» Work instructions: Each entry below is to be extracted exactly.

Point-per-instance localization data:
* * * *
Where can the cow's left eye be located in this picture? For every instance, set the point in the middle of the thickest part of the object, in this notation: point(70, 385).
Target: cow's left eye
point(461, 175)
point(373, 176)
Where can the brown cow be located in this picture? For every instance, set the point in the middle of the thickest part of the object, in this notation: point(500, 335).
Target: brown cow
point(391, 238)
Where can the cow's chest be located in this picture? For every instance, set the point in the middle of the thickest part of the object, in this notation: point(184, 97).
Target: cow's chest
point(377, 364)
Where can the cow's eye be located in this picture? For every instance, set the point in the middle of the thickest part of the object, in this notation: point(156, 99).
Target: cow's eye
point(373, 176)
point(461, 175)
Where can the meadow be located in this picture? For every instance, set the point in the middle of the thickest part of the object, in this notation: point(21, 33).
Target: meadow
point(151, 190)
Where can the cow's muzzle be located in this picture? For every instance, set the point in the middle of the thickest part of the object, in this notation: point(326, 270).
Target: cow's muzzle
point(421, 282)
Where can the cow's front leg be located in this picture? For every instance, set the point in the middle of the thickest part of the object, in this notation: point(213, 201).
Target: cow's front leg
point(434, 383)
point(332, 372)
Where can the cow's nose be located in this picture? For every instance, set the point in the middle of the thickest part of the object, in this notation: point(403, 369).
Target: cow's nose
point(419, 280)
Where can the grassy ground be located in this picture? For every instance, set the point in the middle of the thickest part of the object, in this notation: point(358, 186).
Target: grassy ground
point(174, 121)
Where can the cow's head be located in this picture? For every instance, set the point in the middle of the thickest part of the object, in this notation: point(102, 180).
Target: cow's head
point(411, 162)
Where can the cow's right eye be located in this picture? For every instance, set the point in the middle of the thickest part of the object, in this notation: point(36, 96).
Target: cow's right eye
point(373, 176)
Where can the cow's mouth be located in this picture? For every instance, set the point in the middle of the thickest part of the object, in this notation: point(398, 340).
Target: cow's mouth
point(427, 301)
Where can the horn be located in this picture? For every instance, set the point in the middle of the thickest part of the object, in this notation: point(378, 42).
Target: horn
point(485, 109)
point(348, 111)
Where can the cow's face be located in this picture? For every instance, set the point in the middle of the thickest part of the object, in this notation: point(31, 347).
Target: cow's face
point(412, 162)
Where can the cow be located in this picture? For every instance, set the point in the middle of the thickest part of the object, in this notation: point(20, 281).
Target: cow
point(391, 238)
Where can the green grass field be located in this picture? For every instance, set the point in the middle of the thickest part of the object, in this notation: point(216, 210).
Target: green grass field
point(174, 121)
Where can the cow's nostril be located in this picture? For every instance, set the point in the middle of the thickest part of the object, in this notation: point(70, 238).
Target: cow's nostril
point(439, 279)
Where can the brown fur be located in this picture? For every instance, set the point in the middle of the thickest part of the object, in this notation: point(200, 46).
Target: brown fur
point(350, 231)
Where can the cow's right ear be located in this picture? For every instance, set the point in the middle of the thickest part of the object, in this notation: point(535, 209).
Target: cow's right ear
* * * *
» Solution below:
Where can the cow's left eye be located in this picture? For every instance, set the point in the middle of the thickest part of the object, in this notation: point(70, 385).
Target: cow's left eye
point(461, 175)
point(373, 176)
Where can the brown cow be located in this picture? For every instance, set the point in the middle of the thickest part of the object, in this notation: point(500, 335).
Target: brown cow
point(391, 238)
Where can the cow's chest be located in this picture? For every instance, set the point in the middle of the thickest part of the object, in this notation: point(184, 97).
Target: cow's chest
point(377, 364)
Where can the cow's eye be located in this picture? For every instance, set the point in the middle of the thickest part of the object, in this notation: point(156, 99).
Target: cow's eye
point(373, 176)
point(461, 175)
Where can the meadow be located in this picture? For every instance, set the point in the middle of the thickest part of the object, in this notation: point(21, 33).
Target: meadow
point(151, 190)
Where can the cow's muzzle be located in this picture? For every instance, set the point in the middle of the thickest part of the object, in this notation: point(326, 270).
Target: cow's muzzle
point(421, 282)
Where can the cow's front leg be located in this picture? For every instance, set the point in the middle of the thickest part of the object, in this notation: point(213, 201).
Target: cow's front leg
point(434, 383)
point(332, 372)
Where can the cow's nose be located in this picture? For every instance, set the point in the middle of the thickest part of the object, in this notation: point(403, 369).
Target: cow's nose
point(419, 280)
Where can the grassy ground be located in this picture? For every instance, set the point in the middle of the thickest part of the object, in this notation: point(358, 186).
Target: grassy ground
point(174, 121)
Where can the cow's head be located in this picture? For every instance, set the point in the middle of the thickest part of the object, in this notation: point(102, 180).
Target: cow's head
point(411, 162)
Where can the cow's right eye be located in this picture? For every instance, set the point in the middle of the thickest part of the object, in this notation: point(36, 96).
Target: cow's right eye
point(373, 176)
Where can the cow's mouth be located in this picture? For every instance, set the point in the middle of the thickest part of the object, in this notation: point(398, 340).
Target: cow's mouth
point(427, 301)
Where can the horn be located in this picture? For every instance, set the point in the middle of the thickest part of the object, in this notation: point(378, 42).
Target: horn
point(485, 109)
point(348, 111)
Where can the cow's face be located in this picture? For every instance, set the point in the middle of the thickest part of the object, in this notation: point(31, 347).
Target: cow's face
point(412, 162)
Where can the cow be located in this picture? For every instance, set the point in the middle of the thickest part of the object, in this notation: point(20, 281).
Target: cow
point(391, 238)
Where can the green grass field be located in this picture? For every instance, set the point in the middle of the thickest part of the object, in this notation: point(216, 210).
Target: green grass field
point(174, 121)
Where can the cow's nostril be located in this picture? For every instance, set the point in the middle of the thickest part of the object, in this notation: point(70, 238).
Target: cow's nostril
point(439, 279)
Where can the brown fur be located in this picture? For every instance, set the point in the middle of the thickest part of the object, in this notation: point(200, 46).
Target: brown fur
point(350, 231)
Where can the cow's right ear be located in this picture? For every instance, set the point in the middle of the thickest part of the object, in this notation: point(535, 209).
Target: cow's right ear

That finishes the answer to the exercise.